Prompt »
Could you put every line of the listing below into a numbered list, leaving out any blank lines?

Records for the exercise »
__________
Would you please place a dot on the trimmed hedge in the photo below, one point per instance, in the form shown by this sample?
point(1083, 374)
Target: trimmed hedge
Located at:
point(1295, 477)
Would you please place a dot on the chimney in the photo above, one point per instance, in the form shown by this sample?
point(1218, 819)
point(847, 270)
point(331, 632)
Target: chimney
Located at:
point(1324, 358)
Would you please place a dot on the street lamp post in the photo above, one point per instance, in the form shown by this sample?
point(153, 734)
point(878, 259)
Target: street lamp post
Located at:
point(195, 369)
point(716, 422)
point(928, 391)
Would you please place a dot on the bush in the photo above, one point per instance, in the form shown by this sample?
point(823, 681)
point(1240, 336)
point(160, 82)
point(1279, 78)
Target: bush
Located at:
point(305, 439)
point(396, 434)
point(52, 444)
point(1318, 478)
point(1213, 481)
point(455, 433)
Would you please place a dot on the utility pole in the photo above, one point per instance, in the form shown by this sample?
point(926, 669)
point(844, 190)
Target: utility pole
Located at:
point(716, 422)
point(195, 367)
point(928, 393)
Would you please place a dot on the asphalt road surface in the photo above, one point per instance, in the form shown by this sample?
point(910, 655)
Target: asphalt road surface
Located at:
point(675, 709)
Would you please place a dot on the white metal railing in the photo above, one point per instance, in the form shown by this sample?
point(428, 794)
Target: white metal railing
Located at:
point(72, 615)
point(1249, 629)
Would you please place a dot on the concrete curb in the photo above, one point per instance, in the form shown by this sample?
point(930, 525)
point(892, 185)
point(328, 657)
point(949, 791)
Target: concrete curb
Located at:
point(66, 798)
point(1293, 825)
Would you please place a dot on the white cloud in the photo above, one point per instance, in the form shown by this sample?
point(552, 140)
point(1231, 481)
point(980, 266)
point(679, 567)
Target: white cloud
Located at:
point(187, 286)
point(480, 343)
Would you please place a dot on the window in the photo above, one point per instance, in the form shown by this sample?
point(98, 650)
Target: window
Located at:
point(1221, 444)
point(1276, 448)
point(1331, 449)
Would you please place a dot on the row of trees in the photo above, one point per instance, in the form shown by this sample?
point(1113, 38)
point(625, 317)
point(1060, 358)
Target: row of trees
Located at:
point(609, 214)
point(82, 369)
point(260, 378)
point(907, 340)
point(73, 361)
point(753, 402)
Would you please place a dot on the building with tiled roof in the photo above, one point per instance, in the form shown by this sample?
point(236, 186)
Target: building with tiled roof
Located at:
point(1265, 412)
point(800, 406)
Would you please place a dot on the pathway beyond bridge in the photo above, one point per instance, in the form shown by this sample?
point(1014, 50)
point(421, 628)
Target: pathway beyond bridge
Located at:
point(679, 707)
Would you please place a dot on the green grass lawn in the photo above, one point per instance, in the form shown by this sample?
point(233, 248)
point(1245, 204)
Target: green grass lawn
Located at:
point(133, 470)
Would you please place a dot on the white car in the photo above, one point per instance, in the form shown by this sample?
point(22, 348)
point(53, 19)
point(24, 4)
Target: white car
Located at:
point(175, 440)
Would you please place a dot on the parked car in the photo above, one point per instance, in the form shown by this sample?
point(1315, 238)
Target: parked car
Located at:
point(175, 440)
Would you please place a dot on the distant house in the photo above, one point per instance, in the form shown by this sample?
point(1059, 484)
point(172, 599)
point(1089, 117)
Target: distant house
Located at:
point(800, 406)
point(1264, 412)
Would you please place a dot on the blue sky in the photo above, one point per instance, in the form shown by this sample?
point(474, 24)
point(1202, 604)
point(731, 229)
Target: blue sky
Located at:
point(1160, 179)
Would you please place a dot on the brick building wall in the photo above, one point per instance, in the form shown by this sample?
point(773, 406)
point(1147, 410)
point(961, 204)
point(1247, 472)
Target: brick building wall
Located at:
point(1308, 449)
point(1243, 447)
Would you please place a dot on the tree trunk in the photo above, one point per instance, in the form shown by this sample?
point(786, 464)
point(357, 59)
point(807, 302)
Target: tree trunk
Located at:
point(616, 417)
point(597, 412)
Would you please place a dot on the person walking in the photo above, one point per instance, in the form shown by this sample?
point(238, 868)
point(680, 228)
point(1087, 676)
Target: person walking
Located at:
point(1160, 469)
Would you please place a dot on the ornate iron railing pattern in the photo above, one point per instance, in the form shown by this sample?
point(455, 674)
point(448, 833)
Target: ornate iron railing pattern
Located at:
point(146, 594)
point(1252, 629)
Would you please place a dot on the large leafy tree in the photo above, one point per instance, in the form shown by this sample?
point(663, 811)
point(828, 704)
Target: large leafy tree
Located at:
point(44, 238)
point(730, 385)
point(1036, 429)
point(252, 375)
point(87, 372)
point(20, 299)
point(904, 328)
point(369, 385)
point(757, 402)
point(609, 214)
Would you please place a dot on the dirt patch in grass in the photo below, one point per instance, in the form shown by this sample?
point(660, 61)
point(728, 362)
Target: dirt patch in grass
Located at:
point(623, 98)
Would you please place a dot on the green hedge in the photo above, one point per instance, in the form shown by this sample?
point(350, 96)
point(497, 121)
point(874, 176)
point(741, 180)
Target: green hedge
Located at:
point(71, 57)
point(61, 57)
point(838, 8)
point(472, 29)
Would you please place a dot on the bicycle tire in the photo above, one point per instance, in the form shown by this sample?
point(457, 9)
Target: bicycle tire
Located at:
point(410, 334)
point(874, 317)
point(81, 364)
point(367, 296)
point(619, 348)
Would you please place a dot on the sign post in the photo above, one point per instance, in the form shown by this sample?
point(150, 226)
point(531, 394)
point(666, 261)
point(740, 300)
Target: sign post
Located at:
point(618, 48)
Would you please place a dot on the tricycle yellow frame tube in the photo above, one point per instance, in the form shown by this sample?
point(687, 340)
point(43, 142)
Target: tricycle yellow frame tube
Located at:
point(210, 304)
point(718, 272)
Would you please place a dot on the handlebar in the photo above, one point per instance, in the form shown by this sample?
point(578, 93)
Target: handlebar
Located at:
__________
Result »
1. Would you please place a dot on the trimmed hedge in the photo below, one point per instance, in the form shown by this sample?
2. point(1083, 374)
3. Target: trimmed hedge
4. Located at:
5. point(1295, 477)
6. Would you please place a dot on the chimney in the photo above, one point per instance, in the form shown by this sample?
7. point(1218, 819)
8. point(847, 270)
9. point(331, 632)
10. Target: chimney
11. Located at:
12. point(1324, 358)
13. Would you please place a dot on the street lamp post in the photo above, one point per instance, in the form shown by this sample?
14. point(153, 734)
15. point(878, 259)
16. Target: street lamp post
17. Located at:
18. point(195, 369)
19. point(716, 422)
20. point(928, 391)
21. Would you please place a dot on the bush in the photo above, one point per instance, in the form shown by this sample?
22. point(823, 681)
23. point(1240, 336)
24. point(160, 82)
25. point(1279, 78)
26. Target: bush
27. Located at:
28. point(305, 439)
29. point(396, 434)
30. point(52, 444)
31. point(1318, 478)
32. point(1213, 481)
33. point(455, 433)
34. Would you please place a dot on the utility pole in the photo above, one point per instance, in the form shown by this sample?
35. point(926, 669)
36. point(844, 190)
37. Target: utility pole
38. Located at:
39. point(716, 422)
40. point(195, 367)
41. point(928, 393)
42. Would you please place a dot on the asphalt road surface in the photo above, one point per instance, in the form shown by this sample?
43. point(910, 655)
44. Target: asphalt road surface
45. Located at:
46. point(675, 709)
47. Would you please place a dot on the white metal railing in the photo above, one point per instance, in the form shown by this sample?
48. point(428, 794)
49. Target: white metal railing
50. Located at:
51. point(72, 615)
52. point(1249, 629)
53. Would you please place a dot on the concrete curb in the photo above, one point per instance, in the form shown by this sample?
54. point(930, 525)
55. point(892, 185)
56. point(328, 657)
57. point(949, 791)
58. Target: concrete curb
59. Located at:
60. point(66, 798)
61. point(1293, 825)
62. Would you please place a dot on the white cloud in the photo above, one point per instance, in the form shown by this sample?
63. point(552, 140)
64. point(1231, 481)
65. point(980, 266)
66. point(679, 567)
67. Target: white cloud
68. Located at:
69. point(187, 286)
70. point(480, 343)
71. Would you please place a dot on the window in the photo above, one point per instance, in the form shown by this sample?
72. point(98, 650)
73. Target: window
74. Located at:
75. point(1221, 444)
76. point(1276, 448)
77. point(1331, 449)
78. Would you please place a dot on the row of trees in the photo above, one point per instance, in the form shown by this sample?
79. point(1113, 38)
80. point(625, 317)
81. point(1060, 358)
82. Target: row of trees
83. Located at:
84. point(609, 214)
85. point(82, 369)
86. point(260, 378)
87. point(907, 340)
88. point(73, 361)
89. point(753, 402)
90. Would you please place a dot on the building with tiled roof in the photo above, one point per instance, in the form shown by this sample?
91. point(236, 186)
92. Target: building with tiled roof
93. Located at:
94. point(1265, 412)
95. point(800, 406)
96. Would you please place a dot on the pathway beyond bridge in the photo above, one point per instance, in the form shown by this sample?
97. point(1014, 50)
98. point(421, 628)
99. Target: pathway beyond bridge
100. Located at:
101. point(679, 707)
102. Would you please place a dot on the green grass lawn in the photo above, one point per instance, in the form shown by this sample?
103. point(233, 248)
104. point(1245, 204)
105. Target: green grass lawn
106. Located at:
107. point(133, 470)
108. Would you please place a dot on the white car in the photo above, one point per instance, in the form shown by this sample?
109. point(22, 348)
110. point(53, 19)
111. point(24, 4)
112. Target: white car
113. Located at:
114. point(175, 440)
115. Would you please place a dot on the parked car in the photo above, one point per instance, in the form shown by this sample?
116. point(1315, 238)
117. Target: parked car
118. Located at:
119. point(175, 440)
120. Would you please place a dot on the distant house in the photo above, one point per instance, in the form shown by this sample?
121. point(1059, 484)
122. point(172, 599)
123. point(1089, 117)
124. Target: distant house
125. Located at:
126. point(800, 406)
127. point(1264, 412)
128. Would you please place a dot on the blue sky in the photo above, one point per instance, in the form shown by this sample?
129. point(474, 24)
130. point(1202, 604)
131. point(731, 229)
132. Target: blue sky
133. Located at:
134. point(1160, 179)
135. Would you please place a dot on the brick building wall in the photo above, one point per instance, in the form shown by this sample?
136. point(773, 406)
137. point(1147, 410)
138. point(961, 204)
139. point(1247, 472)
140. Target: brick building wall
141. Located at:
142. point(1308, 449)
143. point(1243, 447)
144. Would you please place a dot on the tree trunk in the photo above, one point per instance, in the form shown by this sample?
145. point(786, 464)
146. point(357, 59)
147. point(807, 302)
148. Target: tree trunk
149. Located at:
150. point(616, 417)
151. point(597, 412)
152. Would you please place a dot on the person walking in the photo above, one point per instance, in the form shown by this sample?
153. point(238, 868)
154. point(680, 228)
155. point(1087, 676)
156. Target: person walking
157. Located at:
158. point(1160, 469)
159. Would you please place a dot on the ornate iron railing pattern in the photo above, one point per instance, in the form shown by this sample?
160. point(455, 674)
161. point(448, 833)
162. Target: ornate iron railing pattern
163. Located at:
164. point(146, 594)
165. point(1252, 629)
166. Would you please place a dot on the large leafy tree in the photo above, one point per instance, in the form shown by this sample?
167. point(663, 811)
168. point(828, 704)
169. Target: large leafy tree
170. Located at:
171. point(44, 238)
172. point(730, 385)
173. point(1036, 429)
174. point(252, 375)
175. point(87, 372)
176. point(20, 299)
177. point(904, 328)
178. point(369, 385)
179. point(757, 402)
180. point(609, 214)
181. Would you please place a dot on the dirt patch in grass in the photo below, one point per instance, in the form shown by this sample?
182. point(660, 61)
183. point(728, 362)
184. Target: dirt patch in grass
185. Located at:
186. point(623, 98)
187. Would you please place a dot on the green hedge in the photo above, one point per instance, in the form shown by this sample?
188. point(350, 96)
189. point(497, 121)
190. point(874, 176)
191. point(741, 180)
192. Target: green hedge
193. Located at:
194. point(71, 57)
195. point(61, 57)
196. point(838, 8)
197. point(472, 29)
198. Would you please place a dot on the bicycle tire in the photo above, one point per instance, in the form shown by this sample?
199. point(457, 9)
200. Target: bicycle tire
201. Located at:
202. point(410, 334)
203. point(874, 317)
204. point(81, 364)
205. point(367, 296)
206. point(619, 348)
207. Would you please place a dot on the sign post in the photo above, one point per instance, in the form shown by this sample?
208. point(150, 226)
209. point(531, 394)
210. point(666, 261)
211. point(740, 300)
212. Target: sign post
213. Located at:
214. point(618, 48)
215. Would you please place a dot on the tricycle yellow frame tube in the photo above, one point per instance, in the form shown by this sample?
216. point(687, 340)
217. point(43, 142)
218. Target: tricycle yellow frame tube
219. Located at:
220. point(210, 304)
221. point(718, 272)
222. Would you please place a dot on the handlebar in the photo above, one point per instance, in the form shown by this sample?
223. point(578, 93)
224. Target: handlebar
225. Located at:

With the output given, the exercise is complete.